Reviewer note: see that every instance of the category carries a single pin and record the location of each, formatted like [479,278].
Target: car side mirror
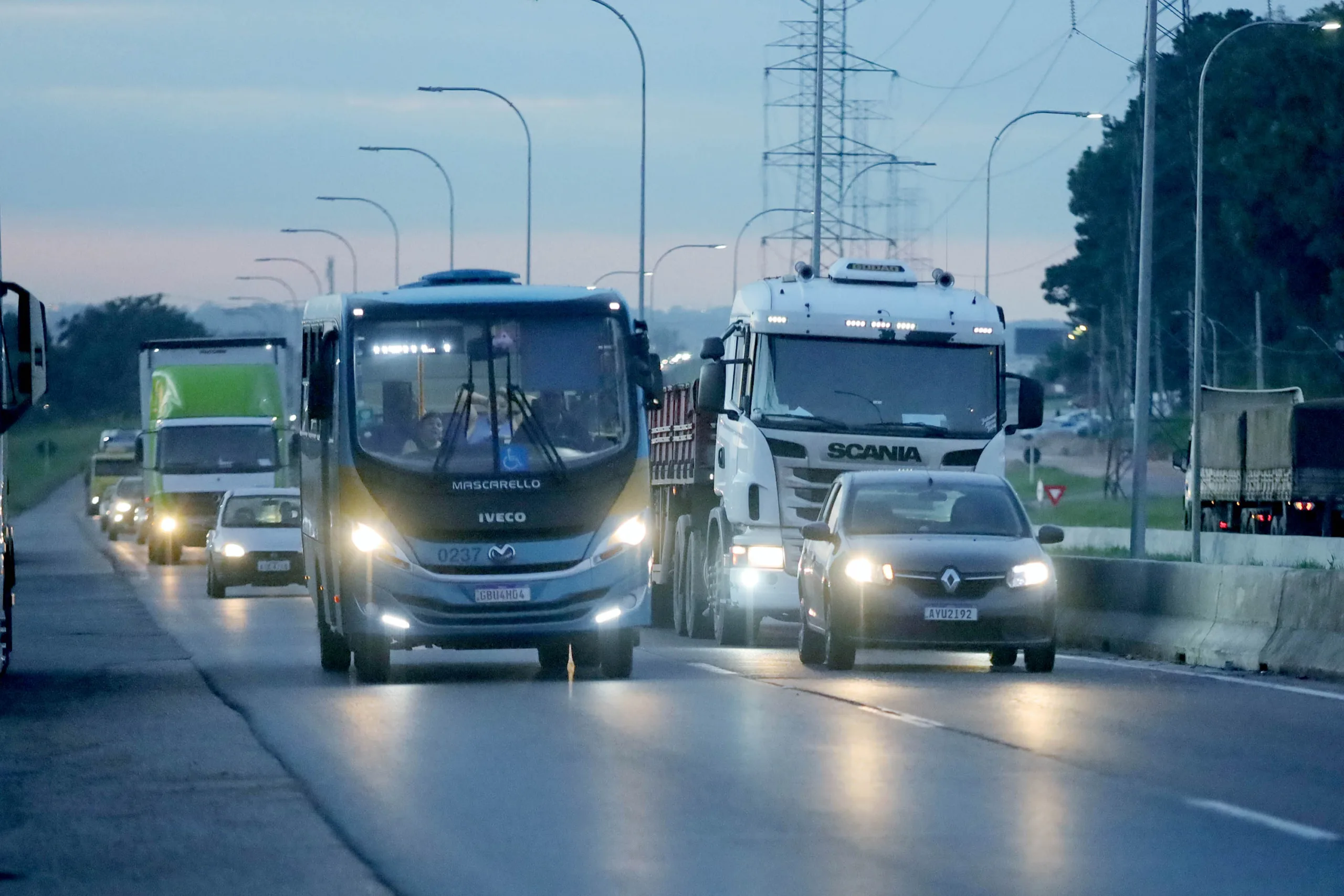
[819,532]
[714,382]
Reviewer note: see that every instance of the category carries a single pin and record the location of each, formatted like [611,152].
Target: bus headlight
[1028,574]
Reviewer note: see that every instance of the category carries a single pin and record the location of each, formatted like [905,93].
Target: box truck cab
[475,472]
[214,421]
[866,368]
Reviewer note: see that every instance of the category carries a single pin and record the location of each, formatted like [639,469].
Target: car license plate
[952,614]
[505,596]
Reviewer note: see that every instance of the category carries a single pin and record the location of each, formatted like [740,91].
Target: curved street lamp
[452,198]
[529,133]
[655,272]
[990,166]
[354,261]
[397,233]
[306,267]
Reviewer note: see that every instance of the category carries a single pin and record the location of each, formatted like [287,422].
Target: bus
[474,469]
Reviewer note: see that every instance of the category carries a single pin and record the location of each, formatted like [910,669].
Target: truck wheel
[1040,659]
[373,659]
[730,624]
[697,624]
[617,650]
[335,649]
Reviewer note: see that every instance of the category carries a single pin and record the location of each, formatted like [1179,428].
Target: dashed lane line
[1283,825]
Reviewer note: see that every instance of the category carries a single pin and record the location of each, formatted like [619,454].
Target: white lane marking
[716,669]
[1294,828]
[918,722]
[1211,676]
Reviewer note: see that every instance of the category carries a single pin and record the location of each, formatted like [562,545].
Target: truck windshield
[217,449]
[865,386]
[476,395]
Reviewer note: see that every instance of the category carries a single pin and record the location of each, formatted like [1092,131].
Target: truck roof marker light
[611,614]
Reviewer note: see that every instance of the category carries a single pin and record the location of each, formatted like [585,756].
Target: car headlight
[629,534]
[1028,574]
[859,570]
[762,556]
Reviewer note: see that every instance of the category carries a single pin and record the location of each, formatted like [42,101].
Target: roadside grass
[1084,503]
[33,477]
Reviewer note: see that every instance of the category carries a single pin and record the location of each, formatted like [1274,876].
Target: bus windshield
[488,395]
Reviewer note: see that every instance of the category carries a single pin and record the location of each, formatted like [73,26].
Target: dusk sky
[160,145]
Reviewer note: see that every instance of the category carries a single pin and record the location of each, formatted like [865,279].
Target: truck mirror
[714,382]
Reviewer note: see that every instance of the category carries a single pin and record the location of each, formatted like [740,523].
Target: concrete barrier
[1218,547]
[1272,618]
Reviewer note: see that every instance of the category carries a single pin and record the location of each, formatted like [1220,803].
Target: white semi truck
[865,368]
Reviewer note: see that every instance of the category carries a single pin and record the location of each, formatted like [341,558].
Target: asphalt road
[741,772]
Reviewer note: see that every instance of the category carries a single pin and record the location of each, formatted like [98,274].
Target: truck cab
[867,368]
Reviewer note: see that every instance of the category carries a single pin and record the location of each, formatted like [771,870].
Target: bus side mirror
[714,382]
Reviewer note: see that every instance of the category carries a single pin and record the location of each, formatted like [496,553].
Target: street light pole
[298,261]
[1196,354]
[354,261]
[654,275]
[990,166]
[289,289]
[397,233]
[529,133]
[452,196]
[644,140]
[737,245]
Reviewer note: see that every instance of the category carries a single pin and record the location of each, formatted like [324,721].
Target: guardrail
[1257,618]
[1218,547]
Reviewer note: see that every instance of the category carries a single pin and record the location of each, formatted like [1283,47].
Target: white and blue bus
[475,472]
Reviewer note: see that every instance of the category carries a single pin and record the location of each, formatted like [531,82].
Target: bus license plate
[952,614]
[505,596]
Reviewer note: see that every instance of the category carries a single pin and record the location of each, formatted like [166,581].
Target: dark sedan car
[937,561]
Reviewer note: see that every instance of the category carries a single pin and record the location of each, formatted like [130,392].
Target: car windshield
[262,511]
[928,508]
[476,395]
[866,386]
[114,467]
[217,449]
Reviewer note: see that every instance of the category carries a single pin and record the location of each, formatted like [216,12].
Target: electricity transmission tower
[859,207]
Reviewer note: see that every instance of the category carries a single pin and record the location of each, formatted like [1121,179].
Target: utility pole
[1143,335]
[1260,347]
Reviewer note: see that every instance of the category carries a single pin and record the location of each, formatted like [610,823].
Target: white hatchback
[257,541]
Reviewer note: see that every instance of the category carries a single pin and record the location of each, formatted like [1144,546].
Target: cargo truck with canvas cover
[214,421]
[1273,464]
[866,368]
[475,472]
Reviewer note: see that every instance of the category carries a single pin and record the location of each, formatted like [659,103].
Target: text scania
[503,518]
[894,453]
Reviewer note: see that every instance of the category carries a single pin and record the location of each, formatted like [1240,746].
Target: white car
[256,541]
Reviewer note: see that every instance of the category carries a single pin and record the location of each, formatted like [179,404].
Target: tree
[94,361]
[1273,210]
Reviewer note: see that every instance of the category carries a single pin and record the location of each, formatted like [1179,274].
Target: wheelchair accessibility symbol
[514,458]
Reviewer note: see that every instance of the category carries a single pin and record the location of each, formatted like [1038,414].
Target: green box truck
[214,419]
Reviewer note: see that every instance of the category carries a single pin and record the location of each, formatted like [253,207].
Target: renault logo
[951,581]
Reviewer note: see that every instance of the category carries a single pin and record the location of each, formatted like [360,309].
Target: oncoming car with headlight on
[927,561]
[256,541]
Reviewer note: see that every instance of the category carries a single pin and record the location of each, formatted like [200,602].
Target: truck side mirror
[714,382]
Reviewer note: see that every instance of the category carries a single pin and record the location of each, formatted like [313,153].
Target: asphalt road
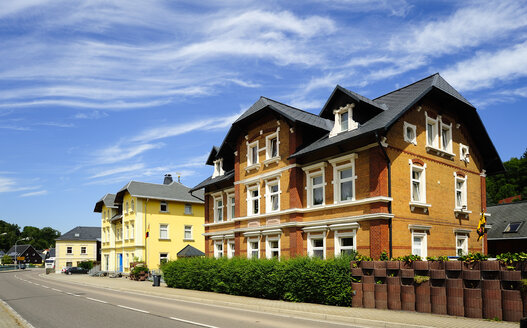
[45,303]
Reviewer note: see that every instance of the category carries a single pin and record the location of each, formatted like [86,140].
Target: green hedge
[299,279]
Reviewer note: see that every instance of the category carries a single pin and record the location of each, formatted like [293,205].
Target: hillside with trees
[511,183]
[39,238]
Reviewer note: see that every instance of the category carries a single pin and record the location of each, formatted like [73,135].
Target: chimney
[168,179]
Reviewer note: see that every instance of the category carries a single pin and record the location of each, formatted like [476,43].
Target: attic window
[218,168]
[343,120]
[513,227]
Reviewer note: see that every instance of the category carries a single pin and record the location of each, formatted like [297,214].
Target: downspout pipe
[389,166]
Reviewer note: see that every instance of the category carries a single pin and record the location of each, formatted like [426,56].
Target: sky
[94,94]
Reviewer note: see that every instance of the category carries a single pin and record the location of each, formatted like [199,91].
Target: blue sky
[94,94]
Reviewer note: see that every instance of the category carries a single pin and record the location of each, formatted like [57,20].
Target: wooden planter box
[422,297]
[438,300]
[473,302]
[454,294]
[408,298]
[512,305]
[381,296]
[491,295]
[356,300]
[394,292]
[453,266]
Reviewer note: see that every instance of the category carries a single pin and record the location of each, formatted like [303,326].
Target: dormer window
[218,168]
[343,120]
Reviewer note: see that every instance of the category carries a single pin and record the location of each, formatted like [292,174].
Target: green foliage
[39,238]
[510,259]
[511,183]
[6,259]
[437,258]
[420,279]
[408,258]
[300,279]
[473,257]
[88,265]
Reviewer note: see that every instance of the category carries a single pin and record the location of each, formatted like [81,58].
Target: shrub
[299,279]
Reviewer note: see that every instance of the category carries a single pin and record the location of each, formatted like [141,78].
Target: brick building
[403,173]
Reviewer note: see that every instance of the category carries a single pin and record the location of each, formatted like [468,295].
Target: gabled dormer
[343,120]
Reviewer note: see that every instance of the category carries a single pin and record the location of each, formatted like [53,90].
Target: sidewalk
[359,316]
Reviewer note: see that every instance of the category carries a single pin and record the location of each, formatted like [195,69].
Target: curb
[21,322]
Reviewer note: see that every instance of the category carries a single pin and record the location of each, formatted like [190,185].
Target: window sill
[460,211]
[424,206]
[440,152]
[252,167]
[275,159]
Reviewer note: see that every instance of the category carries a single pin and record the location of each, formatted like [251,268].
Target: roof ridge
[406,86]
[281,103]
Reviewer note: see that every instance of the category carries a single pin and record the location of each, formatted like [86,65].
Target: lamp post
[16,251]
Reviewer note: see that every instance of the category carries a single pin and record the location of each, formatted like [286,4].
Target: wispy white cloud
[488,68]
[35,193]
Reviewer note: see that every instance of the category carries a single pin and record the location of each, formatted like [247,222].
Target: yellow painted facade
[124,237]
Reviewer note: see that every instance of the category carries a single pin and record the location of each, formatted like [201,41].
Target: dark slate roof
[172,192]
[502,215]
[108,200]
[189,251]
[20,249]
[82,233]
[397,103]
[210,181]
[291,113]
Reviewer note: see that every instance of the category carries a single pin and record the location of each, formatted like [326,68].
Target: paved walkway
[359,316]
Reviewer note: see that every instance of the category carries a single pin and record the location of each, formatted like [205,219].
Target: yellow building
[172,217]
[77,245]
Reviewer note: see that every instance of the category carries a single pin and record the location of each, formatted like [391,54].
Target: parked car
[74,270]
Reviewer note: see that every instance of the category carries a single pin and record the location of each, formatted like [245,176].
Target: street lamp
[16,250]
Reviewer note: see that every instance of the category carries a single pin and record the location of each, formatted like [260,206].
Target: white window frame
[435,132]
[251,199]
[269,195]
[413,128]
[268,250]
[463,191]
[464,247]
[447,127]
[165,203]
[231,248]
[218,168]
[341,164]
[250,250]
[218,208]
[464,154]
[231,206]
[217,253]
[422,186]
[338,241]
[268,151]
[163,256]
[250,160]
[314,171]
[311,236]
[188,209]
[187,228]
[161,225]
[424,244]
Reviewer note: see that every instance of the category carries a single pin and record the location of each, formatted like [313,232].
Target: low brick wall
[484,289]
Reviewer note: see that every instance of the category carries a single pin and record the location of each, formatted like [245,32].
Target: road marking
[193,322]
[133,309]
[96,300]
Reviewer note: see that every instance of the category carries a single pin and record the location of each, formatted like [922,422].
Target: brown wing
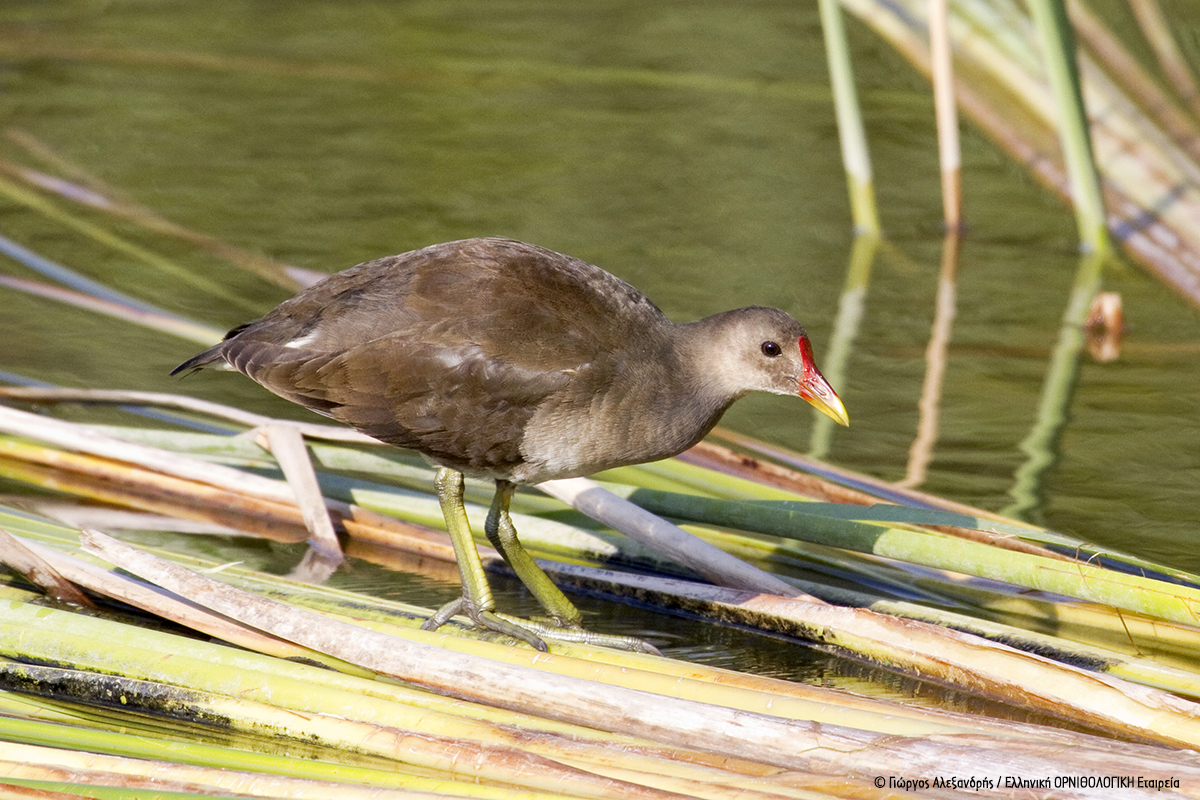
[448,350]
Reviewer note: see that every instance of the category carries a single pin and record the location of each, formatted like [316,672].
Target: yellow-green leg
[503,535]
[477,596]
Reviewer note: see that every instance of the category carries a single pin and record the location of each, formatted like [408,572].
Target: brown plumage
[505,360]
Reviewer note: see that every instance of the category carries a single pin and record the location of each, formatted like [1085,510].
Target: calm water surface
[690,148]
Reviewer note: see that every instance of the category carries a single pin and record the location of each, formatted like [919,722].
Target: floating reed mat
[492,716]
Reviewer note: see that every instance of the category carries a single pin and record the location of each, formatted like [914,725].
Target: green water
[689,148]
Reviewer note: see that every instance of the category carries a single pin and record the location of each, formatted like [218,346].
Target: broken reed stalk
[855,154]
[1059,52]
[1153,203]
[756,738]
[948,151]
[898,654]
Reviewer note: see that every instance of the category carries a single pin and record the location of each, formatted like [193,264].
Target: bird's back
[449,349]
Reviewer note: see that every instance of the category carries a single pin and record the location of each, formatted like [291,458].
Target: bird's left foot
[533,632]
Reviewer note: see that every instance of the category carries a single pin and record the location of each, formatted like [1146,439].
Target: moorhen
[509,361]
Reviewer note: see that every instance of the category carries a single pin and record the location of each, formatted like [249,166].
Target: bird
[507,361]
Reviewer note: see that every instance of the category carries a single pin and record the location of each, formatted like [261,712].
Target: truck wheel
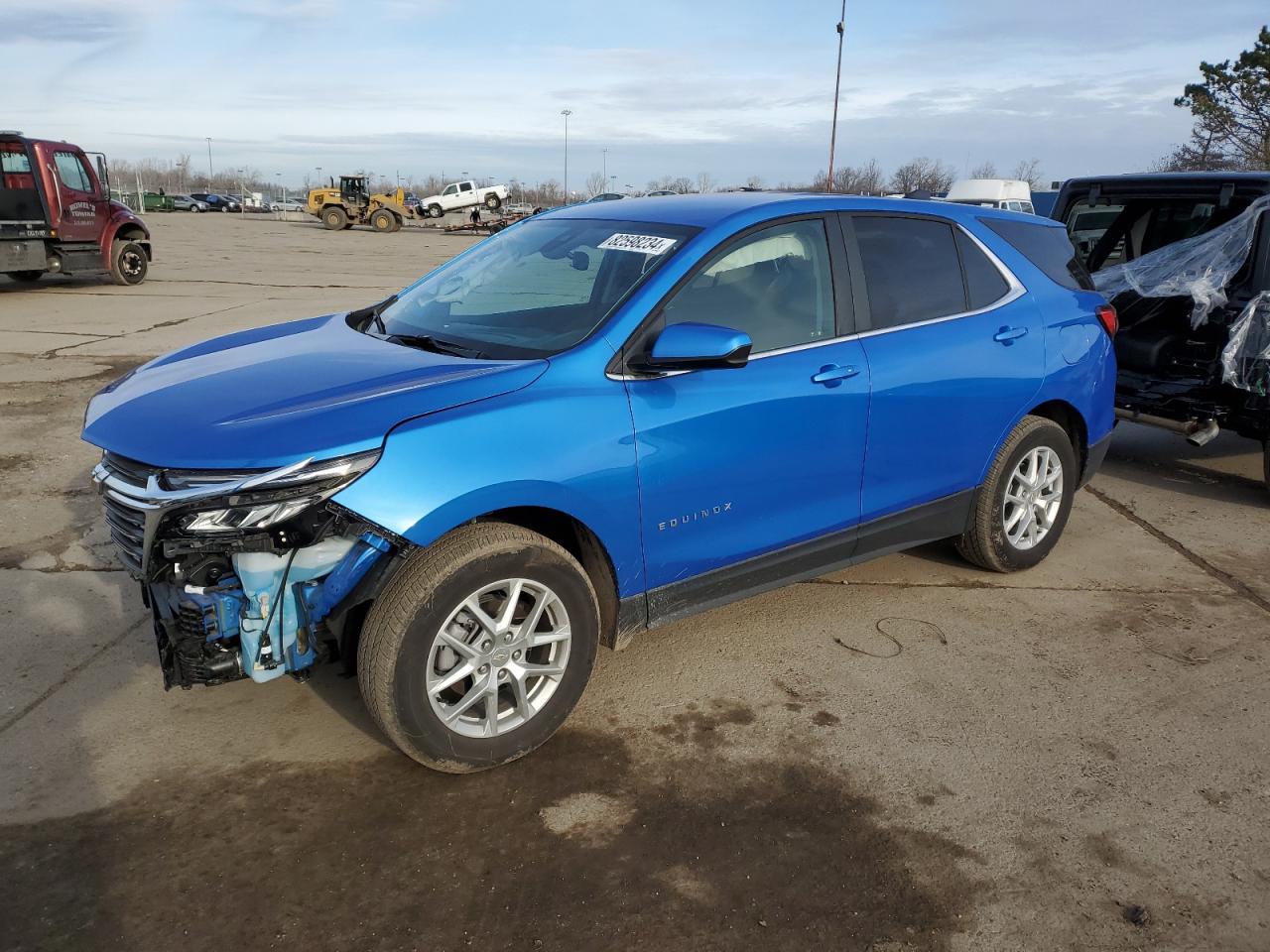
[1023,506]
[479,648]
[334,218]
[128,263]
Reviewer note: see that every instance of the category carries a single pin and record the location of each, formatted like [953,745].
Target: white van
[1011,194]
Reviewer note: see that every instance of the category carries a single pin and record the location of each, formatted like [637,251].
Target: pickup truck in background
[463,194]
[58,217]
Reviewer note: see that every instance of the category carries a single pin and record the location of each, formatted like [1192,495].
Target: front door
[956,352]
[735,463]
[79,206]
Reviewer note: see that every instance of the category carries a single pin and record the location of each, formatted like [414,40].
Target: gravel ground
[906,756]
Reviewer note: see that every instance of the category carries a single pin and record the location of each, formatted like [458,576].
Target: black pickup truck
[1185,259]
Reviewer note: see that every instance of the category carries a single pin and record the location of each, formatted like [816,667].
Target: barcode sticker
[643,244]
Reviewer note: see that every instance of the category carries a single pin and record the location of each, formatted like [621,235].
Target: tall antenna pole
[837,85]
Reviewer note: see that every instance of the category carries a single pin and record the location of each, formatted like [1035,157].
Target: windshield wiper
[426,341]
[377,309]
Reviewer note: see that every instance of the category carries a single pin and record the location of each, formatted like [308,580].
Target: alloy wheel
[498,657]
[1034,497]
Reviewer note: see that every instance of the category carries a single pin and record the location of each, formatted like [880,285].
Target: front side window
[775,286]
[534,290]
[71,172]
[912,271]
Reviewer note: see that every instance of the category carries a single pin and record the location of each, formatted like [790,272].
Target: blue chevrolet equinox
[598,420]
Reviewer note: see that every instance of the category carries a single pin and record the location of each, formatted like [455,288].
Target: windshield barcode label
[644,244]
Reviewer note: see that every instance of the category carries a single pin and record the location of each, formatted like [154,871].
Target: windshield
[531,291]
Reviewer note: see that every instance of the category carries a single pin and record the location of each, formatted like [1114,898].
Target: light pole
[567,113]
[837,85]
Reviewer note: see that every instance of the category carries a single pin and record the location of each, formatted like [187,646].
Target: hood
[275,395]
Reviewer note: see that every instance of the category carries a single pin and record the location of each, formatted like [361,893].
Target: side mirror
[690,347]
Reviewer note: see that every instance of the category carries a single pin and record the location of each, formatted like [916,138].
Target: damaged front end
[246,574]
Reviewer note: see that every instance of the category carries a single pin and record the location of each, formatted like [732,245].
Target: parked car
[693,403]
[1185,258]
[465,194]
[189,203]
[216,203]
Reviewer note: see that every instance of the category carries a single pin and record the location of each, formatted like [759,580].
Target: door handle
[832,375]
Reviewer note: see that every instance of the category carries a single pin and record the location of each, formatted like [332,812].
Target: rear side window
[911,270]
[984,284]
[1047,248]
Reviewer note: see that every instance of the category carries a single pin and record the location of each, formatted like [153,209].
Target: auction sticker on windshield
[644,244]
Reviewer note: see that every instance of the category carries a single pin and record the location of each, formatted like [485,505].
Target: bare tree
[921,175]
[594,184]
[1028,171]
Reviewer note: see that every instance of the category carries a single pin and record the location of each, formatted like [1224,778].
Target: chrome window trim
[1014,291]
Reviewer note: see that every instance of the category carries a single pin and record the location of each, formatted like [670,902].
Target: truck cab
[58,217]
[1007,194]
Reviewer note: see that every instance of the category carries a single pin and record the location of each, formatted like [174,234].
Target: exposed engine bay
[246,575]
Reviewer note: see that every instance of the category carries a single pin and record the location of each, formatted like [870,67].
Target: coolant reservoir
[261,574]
• • • • •
**INSTRUCTIONS TO FOLLOW**
Pictures stay out. Transcribe the lines from the start of the entries above through the line with "formatted like [910,669].", exactly.

**SOLUTION TO THE PROBLEM**
Reviewer note: see that every instance of the category carries a single pin and record the location of each, formatted like [479,278].
Target: car side mirror
[819,532]
[714,382]
Reviewer note: see that every instance of the category carries a single pin and record the location of each, formatted like [611,152].
Target: bus headlight
[1028,574]
Reviewer note: see that every instance of the category carries a single pin and record the location of each, formatted like [905,93].
Target: box truck cab
[475,472]
[214,421]
[866,368]
Reviewer note: see that every instance of the category carries a single pin and record the location of each, formatted like [639,469].
Target: car license plate
[952,614]
[505,596]
Reviewer note: see that every instance of the category carries a single pin and record the location of each, formatted like [740,91].
Target: curved street lamp
[452,198]
[529,133]
[655,272]
[990,166]
[354,261]
[397,233]
[306,267]
Reviewer note: see that every instance of the category carries a single pin and record the location of each, formatted like [287,422].
Target: bus
[474,469]
Reviewer note: see that every instance of the category carries a single pin and record the location of each, formatted like [910,669].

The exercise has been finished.